>>>

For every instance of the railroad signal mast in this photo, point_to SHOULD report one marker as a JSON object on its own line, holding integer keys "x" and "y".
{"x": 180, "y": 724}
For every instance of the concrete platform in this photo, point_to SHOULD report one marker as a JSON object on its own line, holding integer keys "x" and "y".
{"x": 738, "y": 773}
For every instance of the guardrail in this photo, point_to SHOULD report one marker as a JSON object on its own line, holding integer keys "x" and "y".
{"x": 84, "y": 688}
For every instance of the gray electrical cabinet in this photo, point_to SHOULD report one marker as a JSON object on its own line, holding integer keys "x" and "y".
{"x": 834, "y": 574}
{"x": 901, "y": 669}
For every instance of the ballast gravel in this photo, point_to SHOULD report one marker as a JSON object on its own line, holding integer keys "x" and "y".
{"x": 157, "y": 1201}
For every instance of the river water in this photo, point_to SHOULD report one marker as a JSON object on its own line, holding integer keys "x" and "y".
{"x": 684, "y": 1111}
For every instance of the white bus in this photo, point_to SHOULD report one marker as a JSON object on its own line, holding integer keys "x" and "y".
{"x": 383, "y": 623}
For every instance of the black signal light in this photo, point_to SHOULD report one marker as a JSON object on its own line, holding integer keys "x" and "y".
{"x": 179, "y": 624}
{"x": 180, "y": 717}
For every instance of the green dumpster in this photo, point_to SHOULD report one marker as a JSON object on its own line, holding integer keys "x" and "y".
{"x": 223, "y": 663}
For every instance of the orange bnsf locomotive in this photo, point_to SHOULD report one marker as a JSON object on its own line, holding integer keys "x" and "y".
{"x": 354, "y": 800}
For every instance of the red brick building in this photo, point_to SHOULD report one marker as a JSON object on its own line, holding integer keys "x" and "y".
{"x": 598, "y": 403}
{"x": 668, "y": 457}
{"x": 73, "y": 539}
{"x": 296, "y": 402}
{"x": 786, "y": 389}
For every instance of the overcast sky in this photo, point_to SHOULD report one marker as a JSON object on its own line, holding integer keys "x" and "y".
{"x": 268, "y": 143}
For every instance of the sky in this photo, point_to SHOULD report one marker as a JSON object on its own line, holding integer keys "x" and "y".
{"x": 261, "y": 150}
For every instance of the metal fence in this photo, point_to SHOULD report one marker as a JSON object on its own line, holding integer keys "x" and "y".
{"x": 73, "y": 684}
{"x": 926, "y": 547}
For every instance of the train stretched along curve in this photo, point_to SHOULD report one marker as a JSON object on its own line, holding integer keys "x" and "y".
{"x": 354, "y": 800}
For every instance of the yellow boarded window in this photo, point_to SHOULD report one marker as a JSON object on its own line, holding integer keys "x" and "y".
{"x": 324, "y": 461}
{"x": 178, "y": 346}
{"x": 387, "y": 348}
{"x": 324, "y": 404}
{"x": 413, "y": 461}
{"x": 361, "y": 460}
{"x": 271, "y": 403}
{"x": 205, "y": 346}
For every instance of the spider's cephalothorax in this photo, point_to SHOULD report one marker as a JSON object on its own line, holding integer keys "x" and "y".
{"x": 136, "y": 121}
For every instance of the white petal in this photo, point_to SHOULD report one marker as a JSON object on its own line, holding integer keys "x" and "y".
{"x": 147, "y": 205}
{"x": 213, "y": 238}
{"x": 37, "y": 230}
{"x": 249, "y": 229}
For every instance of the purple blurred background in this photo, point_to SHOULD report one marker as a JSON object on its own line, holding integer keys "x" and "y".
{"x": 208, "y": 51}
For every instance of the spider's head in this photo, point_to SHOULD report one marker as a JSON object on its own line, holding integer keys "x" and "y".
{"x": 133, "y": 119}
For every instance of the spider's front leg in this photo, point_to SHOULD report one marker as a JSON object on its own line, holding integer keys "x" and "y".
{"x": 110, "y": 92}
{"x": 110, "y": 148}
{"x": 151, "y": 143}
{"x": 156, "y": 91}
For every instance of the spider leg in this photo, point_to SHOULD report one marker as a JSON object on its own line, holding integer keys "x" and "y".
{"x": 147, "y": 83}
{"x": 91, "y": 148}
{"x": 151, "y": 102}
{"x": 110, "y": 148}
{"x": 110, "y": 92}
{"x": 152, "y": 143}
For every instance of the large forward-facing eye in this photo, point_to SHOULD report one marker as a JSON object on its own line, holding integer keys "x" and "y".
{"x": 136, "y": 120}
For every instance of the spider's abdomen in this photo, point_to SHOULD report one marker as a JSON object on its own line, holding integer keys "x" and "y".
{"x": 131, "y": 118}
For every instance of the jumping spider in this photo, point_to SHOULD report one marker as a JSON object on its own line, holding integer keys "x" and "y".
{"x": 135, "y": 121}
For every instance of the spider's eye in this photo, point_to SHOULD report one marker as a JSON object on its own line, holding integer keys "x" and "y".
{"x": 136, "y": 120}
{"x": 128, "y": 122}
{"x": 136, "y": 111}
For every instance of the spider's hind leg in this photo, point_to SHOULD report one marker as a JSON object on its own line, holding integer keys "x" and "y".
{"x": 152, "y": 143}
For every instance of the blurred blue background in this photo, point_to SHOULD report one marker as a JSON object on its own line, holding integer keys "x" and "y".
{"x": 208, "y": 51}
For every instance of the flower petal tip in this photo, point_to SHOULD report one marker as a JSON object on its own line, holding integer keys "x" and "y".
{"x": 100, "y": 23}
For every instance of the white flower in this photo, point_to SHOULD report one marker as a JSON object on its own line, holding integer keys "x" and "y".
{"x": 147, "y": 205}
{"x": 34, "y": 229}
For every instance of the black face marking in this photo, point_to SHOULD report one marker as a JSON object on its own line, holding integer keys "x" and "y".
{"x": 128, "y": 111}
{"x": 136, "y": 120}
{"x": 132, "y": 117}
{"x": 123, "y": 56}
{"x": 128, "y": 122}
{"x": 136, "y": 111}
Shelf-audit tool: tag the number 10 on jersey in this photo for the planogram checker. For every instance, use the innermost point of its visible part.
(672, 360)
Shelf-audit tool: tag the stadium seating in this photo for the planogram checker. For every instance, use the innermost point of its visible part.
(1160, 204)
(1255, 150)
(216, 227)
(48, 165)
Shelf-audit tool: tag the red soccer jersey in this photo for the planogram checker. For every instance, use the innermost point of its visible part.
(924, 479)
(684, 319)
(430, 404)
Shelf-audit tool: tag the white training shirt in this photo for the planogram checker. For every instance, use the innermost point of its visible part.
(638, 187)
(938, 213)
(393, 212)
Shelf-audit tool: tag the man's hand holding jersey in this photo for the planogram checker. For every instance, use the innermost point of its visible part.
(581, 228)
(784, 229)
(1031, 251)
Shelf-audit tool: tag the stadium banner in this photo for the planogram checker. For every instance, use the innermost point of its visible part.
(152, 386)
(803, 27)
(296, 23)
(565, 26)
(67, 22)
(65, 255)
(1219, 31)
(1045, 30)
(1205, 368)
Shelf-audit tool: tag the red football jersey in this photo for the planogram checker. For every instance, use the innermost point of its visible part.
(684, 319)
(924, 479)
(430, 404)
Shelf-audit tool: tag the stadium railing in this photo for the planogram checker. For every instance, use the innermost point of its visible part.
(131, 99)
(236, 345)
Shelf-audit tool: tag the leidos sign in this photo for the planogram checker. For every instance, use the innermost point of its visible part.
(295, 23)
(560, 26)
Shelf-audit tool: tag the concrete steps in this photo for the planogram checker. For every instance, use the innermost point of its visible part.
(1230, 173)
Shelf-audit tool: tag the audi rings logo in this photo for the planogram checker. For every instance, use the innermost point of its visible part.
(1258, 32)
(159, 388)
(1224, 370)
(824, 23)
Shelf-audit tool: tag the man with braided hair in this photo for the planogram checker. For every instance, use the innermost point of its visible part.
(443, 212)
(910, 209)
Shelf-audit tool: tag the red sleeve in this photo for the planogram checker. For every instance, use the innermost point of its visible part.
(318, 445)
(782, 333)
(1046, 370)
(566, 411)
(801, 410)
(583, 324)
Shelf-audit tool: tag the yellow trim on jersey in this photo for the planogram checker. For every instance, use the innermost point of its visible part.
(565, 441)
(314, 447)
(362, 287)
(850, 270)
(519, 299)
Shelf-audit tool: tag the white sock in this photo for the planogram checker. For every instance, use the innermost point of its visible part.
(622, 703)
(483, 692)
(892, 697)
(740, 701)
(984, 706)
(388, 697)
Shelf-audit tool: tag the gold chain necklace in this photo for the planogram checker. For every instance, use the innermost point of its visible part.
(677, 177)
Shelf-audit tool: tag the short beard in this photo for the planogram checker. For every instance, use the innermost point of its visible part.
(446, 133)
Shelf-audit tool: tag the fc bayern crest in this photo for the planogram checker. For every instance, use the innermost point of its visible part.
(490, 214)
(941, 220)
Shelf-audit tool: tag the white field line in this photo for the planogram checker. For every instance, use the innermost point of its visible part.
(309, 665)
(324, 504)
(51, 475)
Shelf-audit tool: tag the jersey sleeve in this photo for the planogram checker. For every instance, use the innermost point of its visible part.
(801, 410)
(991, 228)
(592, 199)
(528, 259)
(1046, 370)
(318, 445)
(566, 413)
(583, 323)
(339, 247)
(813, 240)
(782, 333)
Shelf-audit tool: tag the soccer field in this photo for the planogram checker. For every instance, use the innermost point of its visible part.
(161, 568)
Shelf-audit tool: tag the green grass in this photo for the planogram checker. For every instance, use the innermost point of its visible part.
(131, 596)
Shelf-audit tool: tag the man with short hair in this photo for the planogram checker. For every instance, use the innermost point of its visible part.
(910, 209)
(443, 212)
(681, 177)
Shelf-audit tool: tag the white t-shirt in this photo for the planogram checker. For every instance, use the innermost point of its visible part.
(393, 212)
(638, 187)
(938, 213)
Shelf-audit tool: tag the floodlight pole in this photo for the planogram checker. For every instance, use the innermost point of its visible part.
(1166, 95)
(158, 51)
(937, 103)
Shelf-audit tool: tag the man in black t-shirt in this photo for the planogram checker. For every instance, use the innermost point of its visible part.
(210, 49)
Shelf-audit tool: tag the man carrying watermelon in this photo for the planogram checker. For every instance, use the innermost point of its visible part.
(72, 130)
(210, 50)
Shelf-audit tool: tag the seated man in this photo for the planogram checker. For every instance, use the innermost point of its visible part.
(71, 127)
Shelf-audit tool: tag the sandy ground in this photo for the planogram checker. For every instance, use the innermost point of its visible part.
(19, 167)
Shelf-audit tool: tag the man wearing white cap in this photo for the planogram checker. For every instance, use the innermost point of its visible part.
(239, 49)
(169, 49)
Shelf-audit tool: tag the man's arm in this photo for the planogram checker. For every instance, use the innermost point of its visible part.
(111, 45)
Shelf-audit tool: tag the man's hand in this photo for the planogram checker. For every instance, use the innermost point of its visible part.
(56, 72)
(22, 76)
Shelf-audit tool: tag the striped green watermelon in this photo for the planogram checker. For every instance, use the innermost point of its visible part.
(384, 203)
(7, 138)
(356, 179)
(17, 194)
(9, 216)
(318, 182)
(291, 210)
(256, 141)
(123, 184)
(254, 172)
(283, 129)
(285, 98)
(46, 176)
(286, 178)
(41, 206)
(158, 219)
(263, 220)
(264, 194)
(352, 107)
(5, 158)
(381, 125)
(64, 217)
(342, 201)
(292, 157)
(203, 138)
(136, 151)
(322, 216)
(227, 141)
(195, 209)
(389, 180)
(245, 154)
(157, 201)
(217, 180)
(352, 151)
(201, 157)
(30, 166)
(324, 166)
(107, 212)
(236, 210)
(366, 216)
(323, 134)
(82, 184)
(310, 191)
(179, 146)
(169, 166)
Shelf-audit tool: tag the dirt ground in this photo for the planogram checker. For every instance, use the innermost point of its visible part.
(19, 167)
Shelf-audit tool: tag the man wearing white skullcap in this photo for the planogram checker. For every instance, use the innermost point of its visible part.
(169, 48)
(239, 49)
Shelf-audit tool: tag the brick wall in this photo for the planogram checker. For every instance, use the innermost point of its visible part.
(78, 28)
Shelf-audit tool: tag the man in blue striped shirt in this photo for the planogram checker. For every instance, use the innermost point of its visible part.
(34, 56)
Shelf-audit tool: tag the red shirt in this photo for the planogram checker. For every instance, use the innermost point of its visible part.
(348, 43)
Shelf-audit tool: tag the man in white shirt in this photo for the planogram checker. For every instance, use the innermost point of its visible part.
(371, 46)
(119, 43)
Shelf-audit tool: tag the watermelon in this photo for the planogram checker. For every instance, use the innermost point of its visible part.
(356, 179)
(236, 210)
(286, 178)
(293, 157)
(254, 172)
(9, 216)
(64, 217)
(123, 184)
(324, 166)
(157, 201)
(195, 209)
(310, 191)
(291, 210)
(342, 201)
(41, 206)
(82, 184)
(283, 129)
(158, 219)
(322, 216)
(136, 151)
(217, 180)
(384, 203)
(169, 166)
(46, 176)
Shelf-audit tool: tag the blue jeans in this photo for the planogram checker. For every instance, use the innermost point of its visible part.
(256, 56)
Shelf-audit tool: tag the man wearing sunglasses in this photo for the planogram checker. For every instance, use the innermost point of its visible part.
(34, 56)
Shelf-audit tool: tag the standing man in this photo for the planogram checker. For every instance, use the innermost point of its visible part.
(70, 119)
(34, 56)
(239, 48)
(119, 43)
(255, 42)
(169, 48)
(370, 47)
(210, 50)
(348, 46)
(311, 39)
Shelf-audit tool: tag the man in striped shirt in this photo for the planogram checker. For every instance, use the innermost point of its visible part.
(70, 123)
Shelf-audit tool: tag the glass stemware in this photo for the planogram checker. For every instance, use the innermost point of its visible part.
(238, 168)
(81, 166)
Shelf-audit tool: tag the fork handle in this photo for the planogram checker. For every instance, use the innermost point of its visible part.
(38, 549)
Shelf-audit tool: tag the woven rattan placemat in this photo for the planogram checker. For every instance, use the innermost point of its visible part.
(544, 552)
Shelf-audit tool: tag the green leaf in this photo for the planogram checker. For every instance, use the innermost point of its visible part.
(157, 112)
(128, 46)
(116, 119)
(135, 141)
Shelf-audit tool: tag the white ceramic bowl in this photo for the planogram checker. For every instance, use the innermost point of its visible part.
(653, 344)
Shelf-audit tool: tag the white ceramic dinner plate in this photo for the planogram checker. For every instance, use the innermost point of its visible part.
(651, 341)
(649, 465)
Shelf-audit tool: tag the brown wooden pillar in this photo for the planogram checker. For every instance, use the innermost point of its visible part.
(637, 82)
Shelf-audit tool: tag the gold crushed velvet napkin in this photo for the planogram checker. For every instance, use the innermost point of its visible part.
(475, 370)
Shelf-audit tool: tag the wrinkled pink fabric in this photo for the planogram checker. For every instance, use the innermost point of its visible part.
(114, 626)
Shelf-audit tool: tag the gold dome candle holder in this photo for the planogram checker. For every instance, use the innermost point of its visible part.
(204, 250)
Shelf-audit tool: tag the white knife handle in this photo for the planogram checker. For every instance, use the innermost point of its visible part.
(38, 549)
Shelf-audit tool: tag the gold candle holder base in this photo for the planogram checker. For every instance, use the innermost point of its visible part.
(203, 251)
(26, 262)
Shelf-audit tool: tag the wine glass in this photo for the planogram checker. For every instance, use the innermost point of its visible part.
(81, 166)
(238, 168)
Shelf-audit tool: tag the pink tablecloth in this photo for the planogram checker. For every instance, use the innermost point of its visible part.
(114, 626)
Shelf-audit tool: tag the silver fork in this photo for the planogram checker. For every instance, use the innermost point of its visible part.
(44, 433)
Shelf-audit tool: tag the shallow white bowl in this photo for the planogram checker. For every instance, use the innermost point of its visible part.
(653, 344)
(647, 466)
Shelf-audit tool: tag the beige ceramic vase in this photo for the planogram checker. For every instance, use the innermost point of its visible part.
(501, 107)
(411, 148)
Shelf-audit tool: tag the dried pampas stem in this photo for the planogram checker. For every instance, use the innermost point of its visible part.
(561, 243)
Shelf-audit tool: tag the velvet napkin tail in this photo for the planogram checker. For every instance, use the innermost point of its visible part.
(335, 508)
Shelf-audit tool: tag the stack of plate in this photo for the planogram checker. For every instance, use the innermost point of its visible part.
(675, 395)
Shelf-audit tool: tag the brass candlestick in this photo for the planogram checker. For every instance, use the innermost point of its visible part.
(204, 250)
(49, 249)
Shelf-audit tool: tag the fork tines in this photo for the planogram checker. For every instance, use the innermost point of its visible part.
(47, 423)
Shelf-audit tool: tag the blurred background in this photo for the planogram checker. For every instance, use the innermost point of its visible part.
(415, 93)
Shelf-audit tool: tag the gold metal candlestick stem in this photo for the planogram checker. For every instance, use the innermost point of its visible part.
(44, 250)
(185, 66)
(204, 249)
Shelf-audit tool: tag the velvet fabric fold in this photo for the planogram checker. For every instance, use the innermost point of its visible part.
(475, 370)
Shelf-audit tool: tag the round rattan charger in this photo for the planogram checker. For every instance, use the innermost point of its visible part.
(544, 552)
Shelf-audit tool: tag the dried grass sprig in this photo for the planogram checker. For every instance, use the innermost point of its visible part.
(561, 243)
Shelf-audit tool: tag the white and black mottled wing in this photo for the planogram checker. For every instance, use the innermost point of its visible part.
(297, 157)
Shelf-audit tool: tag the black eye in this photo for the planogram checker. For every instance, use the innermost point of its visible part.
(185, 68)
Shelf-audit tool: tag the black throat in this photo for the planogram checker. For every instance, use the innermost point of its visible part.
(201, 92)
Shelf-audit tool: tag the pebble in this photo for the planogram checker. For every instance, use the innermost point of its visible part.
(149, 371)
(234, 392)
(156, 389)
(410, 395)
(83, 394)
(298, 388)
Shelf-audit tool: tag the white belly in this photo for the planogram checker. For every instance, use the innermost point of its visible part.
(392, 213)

<<<

Work instructions => Repeat exactly the lines above from the line that contains "Shelf-audit tool: tag the white belly" through the end. Include both of these ends; leave out everything else.

Result =>
Shelf-audit tool: tag the white belly in this photo for the planogram checker. For every instance, use the innermost point of its visible part.
(392, 213)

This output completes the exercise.